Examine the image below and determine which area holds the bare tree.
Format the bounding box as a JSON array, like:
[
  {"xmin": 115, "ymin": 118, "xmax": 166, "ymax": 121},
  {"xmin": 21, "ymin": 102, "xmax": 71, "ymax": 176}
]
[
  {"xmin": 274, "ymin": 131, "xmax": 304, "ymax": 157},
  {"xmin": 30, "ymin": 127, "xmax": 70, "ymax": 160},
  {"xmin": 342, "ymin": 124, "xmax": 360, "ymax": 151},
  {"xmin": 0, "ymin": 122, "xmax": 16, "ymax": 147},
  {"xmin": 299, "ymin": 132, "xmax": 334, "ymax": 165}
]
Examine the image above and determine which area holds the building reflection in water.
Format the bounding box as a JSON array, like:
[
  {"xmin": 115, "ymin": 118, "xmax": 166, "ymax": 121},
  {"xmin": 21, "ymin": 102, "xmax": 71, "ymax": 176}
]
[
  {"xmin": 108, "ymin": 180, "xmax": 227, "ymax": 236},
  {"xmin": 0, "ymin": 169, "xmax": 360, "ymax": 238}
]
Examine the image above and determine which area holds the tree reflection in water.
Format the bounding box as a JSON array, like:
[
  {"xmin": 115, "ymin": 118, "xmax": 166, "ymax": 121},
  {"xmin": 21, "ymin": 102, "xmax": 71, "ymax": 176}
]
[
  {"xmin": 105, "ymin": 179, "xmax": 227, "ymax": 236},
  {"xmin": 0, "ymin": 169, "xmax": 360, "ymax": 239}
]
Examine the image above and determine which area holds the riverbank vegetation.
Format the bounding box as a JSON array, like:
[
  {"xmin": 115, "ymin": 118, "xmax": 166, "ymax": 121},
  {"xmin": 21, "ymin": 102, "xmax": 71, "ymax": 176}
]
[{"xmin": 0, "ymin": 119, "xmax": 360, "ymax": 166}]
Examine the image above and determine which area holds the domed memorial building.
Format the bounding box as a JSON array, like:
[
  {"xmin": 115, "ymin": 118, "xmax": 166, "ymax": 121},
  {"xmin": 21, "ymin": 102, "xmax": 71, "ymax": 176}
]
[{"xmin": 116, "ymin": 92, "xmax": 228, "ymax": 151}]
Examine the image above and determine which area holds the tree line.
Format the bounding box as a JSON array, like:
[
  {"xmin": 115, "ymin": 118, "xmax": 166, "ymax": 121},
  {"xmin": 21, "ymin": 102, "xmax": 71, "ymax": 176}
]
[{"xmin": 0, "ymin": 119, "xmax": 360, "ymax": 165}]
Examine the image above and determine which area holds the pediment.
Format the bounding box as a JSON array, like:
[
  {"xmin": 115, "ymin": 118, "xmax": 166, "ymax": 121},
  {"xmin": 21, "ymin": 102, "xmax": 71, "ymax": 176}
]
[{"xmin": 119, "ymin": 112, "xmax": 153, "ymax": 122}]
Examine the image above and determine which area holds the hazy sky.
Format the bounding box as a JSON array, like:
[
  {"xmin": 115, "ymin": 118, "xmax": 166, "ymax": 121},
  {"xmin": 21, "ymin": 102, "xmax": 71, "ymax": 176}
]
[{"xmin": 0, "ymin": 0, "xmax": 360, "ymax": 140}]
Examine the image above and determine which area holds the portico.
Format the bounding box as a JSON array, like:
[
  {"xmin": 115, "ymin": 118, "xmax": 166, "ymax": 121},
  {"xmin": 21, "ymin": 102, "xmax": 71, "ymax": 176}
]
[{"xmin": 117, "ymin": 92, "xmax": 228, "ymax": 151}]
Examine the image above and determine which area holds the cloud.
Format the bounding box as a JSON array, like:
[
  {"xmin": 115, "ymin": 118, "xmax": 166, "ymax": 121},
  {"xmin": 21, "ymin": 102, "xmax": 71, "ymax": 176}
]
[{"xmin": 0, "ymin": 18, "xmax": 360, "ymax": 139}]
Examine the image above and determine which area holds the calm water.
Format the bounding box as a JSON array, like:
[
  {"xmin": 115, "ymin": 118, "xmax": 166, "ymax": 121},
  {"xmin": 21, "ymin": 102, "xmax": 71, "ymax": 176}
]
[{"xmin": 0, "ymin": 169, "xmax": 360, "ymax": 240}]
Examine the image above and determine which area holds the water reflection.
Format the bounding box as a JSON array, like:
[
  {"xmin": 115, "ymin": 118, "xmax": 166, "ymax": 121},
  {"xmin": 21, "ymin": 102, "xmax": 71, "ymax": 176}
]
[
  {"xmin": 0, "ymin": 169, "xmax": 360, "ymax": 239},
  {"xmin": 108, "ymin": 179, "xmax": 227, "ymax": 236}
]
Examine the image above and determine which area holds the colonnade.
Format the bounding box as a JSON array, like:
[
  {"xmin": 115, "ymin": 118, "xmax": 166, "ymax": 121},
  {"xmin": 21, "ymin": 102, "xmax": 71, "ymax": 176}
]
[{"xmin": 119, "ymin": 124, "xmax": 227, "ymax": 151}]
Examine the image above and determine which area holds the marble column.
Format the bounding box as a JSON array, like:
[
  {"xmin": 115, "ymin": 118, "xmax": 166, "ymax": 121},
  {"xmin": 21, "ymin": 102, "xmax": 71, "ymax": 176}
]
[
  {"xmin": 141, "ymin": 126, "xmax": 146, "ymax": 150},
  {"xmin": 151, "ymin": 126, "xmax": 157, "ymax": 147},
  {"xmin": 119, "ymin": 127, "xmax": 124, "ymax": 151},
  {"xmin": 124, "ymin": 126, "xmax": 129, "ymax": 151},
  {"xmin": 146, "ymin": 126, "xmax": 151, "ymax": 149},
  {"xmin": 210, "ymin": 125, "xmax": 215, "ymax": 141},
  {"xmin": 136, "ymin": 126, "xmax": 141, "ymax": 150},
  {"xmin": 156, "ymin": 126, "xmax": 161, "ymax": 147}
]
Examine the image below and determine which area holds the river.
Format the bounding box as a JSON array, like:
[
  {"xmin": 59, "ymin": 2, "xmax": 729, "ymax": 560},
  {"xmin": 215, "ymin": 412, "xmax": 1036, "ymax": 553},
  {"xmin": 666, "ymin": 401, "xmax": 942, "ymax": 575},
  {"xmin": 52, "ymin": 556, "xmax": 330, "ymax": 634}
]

Required work » Without leaving anything out, quote all the data.

Exercise answer »
Examine the image below and determine which area holds the bare tree.
Format the bounding box as a JSON array, like:
[
  {"xmin": 115, "ymin": 118, "xmax": 166, "ymax": 121},
  {"xmin": 21, "ymin": 102, "xmax": 71, "ymax": 176}
]
[
  {"xmin": 274, "ymin": 131, "xmax": 304, "ymax": 157},
  {"xmin": 30, "ymin": 127, "xmax": 70, "ymax": 160},
  {"xmin": 342, "ymin": 124, "xmax": 360, "ymax": 151},
  {"xmin": 0, "ymin": 122, "xmax": 16, "ymax": 147},
  {"xmin": 299, "ymin": 132, "xmax": 334, "ymax": 165}
]
Examine the image above and determine which area holds the building reflection in water.
Format the bounding box as a JSON array, like:
[
  {"xmin": 115, "ymin": 118, "xmax": 166, "ymax": 121},
  {"xmin": 21, "ymin": 102, "xmax": 71, "ymax": 176}
]
[
  {"xmin": 108, "ymin": 180, "xmax": 227, "ymax": 236},
  {"xmin": 0, "ymin": 169, "xmax": 360, "ymax": 238}
]
Examine the image above and determine which area holds the tree reflection in water.
Format the bounding box as a JSON array, like:
[
  {"xmin": 115, "ymin": 118, "xmax": 166, "ymax": 121},
  {"xmin": 21, "ymin": 102, "xmax": 71, "ymax": 176}
]
[
  {"xmin": 105, "ymin": 179, "xmax": 227, "ymax": 236},
  {"xmin": 0, "ymin": 169, "xmax": 360, "ymax": 239}
]
Examine the image above and determine which area holds the riverbank vegetation.
Format the bounding box as a JSON array, like:
[
  {"xmin": 115, "ymin": 118, "xmax": 166, "ymax": 121},
  {"xmin": 21, "ymin": 102, "xmax": 71, "ymax": 176}
]
[{"xmin": 0, "ymin": 119, "xmax": 360, "ymax": 166}]
Examine the image above and determine which area holds the domed memorial building.
Format the bounding box as a JSON array, like:
[
  {"xmin": 115, "ymin": 118, "xmax": 166, "ymax": 121},
  {"xmin": 21, "ymin": 102, "xmax": 71, "ymax": 176}
]
[{"xmin": 116, "ymin": 92, "xmax": 228, "ymax": 151}]
Examine the image above and determine which area holds the tree line.
Format the bounding box as a JSON array, like:
[
  {"xmin": 115, "ymin": 118, "xmax": 166, "ymax": 121},
  {"xmin": 21, "ymin": 102, "xmax": 71, "ymax": 176}
]
[{"xmin": 0, "ymin": 119, "xmax": 360, "ymax": 165}]
Examine the image above and determine which area holds the pediment.
Format the bounding box as a JSON array, like:
[
  {"xmin": 115, "ymin": 118, "xmax": 166, "ymax": 121},
  {"xmin": 21, "ymin": 102, "xmax": 71, "ymax": 176}
]
[{"xmin": 119, "ymin": 112, "xmax": 153, "ymax": 122}]
Examine the image above and determine which area holds the hazy sky.
Format the bounding box as a JSON array, like:
[
  {"xmin": 115, "ymin": 118, "xmax": 166, "ymax": 121},
  {"xmin": 21, "ymin": 102, "xmax": 71, "ymax": 176}
]
[{"xmin": 0, "ymin": 0, "xmax": 360, "ymax": 140}]
Examine the image above and determine which area holds the portico.
Format the bounding box as a JSON array, like:
[
  {"xmin": 115, "ymin": 118, "xmax": 166, "ymax": 121},
  {"xmin": 21, "ymin": 102, "xmax": 71, "ymax": 176}
]
[{"xmin": 117, "ymin": 92, "xmax": 228, "ymax": 151}]
Examine the image above and determine which area holds the cloud.
Format the bounding box as a JSON array, like:
[
  {"xmin": 115, "ymin": 118, "xmax": 166, "ymax": 121},
  {"xmin": 21, "ymin": 102, "xmax": 71, "ymax": 176}
]
[{"xmin": 0, "ymin": 18, "xmax": 360, "ymax": 139}]
Examine the image above and determine which area holds the calm water.
Format the bounding box as a JSON array, like:
[
  {"xmin": 115, "ymin": 118, "xmax": 166, "ymax": 121},
  {"xmin": 21, "ymin": 102, "xmax": 71, "ymax": 176}
]
[{"xmin": 0, "ymin": 169, "xmax": 360, "ymax": 240}]
Examine the image above and determine which area holds the water reflection.
Format the bounding box as a JSON array, like:
[
  {"xmin": 115, "ymin": 118, "xmax": 166, "ymax": 121},
  {"xmin": 21, "ymin": 102, "xmax": 71, "ymax": 176}
]
[
  {"xmin": 0, "ymin": 169, "xmax": 360, "ymax": 239},
  {"xmin": 108, "ymin": 179, "xmax": 227, "ymax": 236}
]
Examine the image above and determine which area holds the colonnade.
Format the bounding box as a JSON array, like:
[
  {"xmin": 115, "ymin": 118, "xmax": 166, "ymax": 121},
  {"xmin": 21, "ymin": 102, "xmax": 71, "ymax": 176}
]
[{"xmin": 119, "ymin": 124, "xmax": 227, "ymax": 151}]
Examine the image above and determine which area holds the marble column.
Format the bounding box as a JSON array, like:
[
  {"xmin": 115, "ymin": 118, "xmax": 166, "ymax": 121},
  {"xmin": 21, "ymin": 102, "xmax": 71, "ymax": 176}
]
[
  {"xmin": 141, "ymin": 126, "xmax": 146, "ymax": 150},
  {"xmin": 151, "ymin": 126, "xmax": 157, "ymax": 147},
  {"xmin": 119, "ymin": 127, "xmax": 124, "ymax": 151},
  {"xmin": 124, "ymin": 126, "xmax": 129, "ymax": 151},
  {"xmin": 146, "ymin": 126, "xmax": 151, "ymax": 149},
  {"xmin": 210, "ymin": 125, "xmax": 215, "ymax": 141},
  {"xmin": 136, "ymin": 126, "xmax": 141, "ymax": 150},
  {"xmin": 156, "ymin": 126, "xmax": 161, "ymax": 147}
]
Examine the image below and determine which area holds the river.
Format the bounding box as a JSON array, like:
[
  {"xmin": 59, "ymin": 2, "xmax": 729, "ymax": 560},
  {"xmin": 215, "ymin": 412, "xmax": 1036, "ymax": 553},
  {"xmin": 666, "ymin": 401, "xmax": 942, "ymax": 575},
  {"xmin": 52, "ymin": 556, "xmax": 330, "ymax": 634}
]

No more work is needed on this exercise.